DIRECTION =
Copy the material below word for word, from its first line through the line containing "293 14 419 37", including both of those lines.

++++ INPUT MATERIAL ++++

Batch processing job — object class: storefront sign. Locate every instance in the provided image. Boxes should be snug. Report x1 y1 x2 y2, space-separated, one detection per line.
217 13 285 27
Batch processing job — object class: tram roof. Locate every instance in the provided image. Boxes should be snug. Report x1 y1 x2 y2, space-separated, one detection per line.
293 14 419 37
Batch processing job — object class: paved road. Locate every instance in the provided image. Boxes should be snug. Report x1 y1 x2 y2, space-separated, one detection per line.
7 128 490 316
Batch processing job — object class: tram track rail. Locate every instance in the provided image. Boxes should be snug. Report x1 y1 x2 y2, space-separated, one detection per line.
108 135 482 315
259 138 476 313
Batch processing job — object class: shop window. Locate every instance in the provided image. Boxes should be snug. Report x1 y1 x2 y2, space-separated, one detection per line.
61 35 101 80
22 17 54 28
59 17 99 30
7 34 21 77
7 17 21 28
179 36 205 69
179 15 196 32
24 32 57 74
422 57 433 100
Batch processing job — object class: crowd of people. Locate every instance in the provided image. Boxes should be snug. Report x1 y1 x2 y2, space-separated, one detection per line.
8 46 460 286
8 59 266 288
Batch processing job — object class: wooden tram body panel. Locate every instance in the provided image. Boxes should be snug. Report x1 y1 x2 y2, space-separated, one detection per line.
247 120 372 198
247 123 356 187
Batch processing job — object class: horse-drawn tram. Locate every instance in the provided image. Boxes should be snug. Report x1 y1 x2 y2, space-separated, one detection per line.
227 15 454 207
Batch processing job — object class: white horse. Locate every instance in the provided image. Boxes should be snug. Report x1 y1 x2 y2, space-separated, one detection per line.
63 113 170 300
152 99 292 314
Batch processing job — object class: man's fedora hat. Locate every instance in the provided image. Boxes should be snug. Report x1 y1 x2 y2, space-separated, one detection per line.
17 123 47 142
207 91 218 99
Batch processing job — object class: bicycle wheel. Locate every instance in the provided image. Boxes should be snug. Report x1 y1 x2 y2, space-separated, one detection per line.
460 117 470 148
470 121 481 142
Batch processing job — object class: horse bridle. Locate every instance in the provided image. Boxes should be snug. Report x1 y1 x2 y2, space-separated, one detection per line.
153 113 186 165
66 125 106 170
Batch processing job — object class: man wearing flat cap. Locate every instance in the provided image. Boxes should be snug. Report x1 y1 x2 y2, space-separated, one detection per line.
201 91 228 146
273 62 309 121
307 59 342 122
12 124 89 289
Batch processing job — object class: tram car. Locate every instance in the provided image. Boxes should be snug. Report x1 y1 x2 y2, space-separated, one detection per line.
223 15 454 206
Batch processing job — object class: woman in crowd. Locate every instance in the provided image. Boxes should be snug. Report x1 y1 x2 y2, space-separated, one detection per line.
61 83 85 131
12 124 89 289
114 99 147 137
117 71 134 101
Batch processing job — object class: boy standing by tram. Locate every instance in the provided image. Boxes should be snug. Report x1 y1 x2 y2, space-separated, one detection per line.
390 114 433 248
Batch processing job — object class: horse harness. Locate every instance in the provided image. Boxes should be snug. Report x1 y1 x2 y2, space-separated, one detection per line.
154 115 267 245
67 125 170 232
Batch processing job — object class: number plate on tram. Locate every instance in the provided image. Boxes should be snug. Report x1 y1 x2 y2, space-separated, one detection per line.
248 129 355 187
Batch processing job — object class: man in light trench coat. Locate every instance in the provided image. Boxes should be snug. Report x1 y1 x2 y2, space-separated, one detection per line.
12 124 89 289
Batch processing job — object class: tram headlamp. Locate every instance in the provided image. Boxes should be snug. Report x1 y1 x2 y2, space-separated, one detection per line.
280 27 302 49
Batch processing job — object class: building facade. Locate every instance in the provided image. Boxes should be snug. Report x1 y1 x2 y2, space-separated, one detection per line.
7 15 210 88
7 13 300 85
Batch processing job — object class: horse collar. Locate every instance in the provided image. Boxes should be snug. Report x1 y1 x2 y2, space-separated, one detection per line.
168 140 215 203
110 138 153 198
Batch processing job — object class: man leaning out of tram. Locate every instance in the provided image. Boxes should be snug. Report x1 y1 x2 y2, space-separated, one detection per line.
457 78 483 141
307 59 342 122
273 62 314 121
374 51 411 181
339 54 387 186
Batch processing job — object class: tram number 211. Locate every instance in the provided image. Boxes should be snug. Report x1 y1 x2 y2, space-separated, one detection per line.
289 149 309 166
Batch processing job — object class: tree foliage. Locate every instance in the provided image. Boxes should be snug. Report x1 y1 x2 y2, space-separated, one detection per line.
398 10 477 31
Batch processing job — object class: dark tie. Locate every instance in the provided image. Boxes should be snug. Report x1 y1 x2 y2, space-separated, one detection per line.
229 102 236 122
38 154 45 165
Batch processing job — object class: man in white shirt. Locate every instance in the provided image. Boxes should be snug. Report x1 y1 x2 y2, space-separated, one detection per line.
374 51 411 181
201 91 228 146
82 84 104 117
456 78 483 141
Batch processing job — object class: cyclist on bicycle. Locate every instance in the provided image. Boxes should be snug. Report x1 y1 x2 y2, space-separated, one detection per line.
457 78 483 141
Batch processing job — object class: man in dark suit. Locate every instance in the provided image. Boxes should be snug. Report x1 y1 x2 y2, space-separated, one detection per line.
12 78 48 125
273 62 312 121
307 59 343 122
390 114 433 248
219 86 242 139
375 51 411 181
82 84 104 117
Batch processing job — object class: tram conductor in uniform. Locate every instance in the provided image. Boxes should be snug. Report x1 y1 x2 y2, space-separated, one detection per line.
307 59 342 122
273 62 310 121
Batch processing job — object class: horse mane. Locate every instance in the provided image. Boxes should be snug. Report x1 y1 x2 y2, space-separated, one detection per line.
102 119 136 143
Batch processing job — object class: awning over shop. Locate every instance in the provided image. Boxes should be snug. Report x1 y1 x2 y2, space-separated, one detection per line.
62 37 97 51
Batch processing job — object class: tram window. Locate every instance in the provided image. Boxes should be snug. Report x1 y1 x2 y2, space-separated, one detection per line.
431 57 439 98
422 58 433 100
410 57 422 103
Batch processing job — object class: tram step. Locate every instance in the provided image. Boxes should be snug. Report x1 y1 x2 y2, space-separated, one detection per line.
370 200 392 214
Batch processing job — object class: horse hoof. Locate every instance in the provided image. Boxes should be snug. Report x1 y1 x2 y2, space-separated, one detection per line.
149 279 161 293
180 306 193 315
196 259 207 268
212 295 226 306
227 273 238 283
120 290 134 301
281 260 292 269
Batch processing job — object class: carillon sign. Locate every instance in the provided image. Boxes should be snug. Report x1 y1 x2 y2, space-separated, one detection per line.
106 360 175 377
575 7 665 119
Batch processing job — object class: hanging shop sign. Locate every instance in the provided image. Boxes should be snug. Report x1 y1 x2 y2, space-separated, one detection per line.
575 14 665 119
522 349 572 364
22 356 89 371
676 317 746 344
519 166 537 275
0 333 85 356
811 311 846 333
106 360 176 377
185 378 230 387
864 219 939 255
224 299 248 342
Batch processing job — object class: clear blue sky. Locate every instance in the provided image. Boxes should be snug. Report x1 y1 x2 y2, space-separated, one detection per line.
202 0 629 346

++++

REPLY TO THE EXERCISE =
Batch processing job — object class: storefront sign. Locate every instance in the provided image. Boxes should be snug. Report x1 y1 x2 y2, space-separated, one detection per line.
217 13 285 27
Batch processing job — object class: tram roof. Locate every instance in the provided image. Boxes should be snug. Report x1 y1 x2 y2, space-separated, one detection per line.
293 14 419 37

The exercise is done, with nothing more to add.